What is required
Return verbatim the portion of the material below that starts at the line containing "Which region of the image above contains the windshield" and ends at its last line.

Data supplied
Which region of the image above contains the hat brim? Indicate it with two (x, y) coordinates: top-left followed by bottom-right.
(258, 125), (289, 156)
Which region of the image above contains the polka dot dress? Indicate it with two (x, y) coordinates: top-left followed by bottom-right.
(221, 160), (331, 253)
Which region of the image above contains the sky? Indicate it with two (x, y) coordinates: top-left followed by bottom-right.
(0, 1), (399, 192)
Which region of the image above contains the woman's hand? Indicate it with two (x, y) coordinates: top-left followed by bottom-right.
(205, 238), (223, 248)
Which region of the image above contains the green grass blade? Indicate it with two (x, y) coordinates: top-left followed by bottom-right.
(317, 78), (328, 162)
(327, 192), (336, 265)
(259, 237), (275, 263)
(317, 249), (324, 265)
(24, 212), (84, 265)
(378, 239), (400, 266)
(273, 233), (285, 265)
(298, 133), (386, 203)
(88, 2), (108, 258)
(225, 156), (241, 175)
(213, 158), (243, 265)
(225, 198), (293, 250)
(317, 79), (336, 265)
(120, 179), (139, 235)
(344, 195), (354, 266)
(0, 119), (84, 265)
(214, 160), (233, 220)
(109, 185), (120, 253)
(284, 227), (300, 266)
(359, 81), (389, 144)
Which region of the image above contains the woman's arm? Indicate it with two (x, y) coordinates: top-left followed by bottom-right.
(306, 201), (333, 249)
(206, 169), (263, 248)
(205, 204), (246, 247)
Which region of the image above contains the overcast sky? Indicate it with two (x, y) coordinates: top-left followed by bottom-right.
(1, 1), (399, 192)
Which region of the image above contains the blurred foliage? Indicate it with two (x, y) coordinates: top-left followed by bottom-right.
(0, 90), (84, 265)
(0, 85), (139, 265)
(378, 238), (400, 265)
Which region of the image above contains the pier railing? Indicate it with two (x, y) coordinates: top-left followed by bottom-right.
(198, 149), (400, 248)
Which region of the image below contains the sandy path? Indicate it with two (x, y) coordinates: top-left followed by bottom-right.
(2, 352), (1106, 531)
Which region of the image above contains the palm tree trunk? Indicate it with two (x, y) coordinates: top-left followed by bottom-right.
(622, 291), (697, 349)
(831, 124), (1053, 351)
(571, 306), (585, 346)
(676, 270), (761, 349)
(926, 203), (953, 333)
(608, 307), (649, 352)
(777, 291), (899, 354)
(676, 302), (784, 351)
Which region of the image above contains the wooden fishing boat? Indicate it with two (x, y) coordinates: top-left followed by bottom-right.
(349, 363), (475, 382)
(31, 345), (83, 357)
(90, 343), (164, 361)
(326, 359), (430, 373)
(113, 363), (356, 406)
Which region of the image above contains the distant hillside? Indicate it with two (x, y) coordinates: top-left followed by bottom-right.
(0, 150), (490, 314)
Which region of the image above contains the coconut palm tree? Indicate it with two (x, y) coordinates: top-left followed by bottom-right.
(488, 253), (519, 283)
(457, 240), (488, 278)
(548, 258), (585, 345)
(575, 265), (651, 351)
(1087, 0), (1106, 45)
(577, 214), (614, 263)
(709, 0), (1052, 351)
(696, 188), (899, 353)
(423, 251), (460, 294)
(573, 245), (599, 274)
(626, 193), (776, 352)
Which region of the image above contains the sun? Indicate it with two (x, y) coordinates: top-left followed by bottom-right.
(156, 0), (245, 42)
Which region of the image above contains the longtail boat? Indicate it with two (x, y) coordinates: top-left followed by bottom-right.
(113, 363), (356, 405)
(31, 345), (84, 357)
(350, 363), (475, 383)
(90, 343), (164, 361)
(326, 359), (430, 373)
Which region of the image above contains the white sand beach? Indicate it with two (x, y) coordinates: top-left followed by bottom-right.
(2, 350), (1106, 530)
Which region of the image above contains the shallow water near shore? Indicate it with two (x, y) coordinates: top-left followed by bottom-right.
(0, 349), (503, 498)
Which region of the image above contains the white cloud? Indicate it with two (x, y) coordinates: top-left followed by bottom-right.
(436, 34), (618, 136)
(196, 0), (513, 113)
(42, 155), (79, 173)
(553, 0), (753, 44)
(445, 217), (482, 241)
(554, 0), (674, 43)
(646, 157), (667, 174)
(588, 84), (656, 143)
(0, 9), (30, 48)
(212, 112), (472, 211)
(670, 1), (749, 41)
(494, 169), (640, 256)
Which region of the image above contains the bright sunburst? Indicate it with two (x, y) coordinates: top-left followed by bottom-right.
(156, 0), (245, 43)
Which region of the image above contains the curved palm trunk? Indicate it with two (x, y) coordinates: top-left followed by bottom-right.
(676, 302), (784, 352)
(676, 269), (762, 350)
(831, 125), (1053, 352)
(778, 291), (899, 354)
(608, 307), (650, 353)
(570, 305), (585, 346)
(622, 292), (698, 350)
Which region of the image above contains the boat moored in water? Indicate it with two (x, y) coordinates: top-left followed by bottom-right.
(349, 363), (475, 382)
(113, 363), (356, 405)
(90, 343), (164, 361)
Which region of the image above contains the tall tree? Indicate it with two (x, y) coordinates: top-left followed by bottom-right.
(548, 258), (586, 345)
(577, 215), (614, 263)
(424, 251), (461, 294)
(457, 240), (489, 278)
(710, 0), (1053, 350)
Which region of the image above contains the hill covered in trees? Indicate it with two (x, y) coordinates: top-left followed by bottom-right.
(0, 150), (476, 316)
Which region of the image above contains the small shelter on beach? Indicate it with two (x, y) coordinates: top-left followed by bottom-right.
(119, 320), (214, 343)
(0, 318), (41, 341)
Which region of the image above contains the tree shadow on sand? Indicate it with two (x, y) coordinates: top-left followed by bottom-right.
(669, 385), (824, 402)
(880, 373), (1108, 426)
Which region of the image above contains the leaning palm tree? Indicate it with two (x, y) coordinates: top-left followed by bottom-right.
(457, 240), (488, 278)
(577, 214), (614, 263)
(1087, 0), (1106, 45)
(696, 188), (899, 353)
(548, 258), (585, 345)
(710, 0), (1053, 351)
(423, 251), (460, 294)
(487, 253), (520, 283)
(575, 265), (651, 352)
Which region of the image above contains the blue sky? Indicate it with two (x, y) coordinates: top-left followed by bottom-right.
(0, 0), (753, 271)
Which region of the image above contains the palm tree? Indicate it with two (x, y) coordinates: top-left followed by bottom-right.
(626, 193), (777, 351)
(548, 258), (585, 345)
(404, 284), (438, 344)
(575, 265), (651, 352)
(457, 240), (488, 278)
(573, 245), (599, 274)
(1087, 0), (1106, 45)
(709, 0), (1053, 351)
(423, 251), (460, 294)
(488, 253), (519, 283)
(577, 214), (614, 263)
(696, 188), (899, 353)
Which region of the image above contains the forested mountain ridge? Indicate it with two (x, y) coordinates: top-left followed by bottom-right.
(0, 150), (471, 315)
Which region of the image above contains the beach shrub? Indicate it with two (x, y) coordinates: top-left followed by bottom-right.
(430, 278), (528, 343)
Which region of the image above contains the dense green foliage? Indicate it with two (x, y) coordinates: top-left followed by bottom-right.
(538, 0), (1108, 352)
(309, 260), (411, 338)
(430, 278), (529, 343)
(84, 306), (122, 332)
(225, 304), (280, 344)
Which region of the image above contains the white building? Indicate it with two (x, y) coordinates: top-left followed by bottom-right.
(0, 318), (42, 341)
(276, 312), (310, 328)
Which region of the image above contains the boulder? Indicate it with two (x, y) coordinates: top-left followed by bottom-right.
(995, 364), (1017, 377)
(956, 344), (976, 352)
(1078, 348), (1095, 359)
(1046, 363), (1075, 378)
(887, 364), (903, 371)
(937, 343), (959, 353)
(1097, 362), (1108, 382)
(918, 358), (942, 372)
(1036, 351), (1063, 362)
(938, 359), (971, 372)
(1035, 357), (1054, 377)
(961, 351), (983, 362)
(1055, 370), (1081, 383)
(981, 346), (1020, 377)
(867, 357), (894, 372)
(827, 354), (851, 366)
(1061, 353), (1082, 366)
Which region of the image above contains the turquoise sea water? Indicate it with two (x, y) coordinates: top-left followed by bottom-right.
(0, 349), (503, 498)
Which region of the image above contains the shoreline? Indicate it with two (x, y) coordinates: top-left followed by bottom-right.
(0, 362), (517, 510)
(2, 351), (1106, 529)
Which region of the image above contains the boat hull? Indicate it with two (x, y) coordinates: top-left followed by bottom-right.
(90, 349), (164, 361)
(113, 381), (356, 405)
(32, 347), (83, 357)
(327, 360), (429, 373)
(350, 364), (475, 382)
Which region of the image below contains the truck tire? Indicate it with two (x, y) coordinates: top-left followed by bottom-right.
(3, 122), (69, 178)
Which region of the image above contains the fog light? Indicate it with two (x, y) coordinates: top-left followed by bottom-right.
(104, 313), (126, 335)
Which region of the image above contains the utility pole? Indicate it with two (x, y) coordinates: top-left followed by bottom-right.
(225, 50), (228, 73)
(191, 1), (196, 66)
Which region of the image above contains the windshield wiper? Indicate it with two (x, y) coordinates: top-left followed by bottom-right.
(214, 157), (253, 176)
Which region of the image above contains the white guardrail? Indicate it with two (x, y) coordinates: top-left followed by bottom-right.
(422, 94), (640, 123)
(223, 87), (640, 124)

Reply
Which region of the image above contains the windshield wiper? Indicate it with two (x, y) coordinates: top-left followed by bottom-right.
(214, 157), (253, 176)
Which region of the image above contains the white guardrail? Indicate it with two (x, y) coordinates: top-left followed by bottom-right.
(422, 94), (640, 123)
(223, 87), (640, 124)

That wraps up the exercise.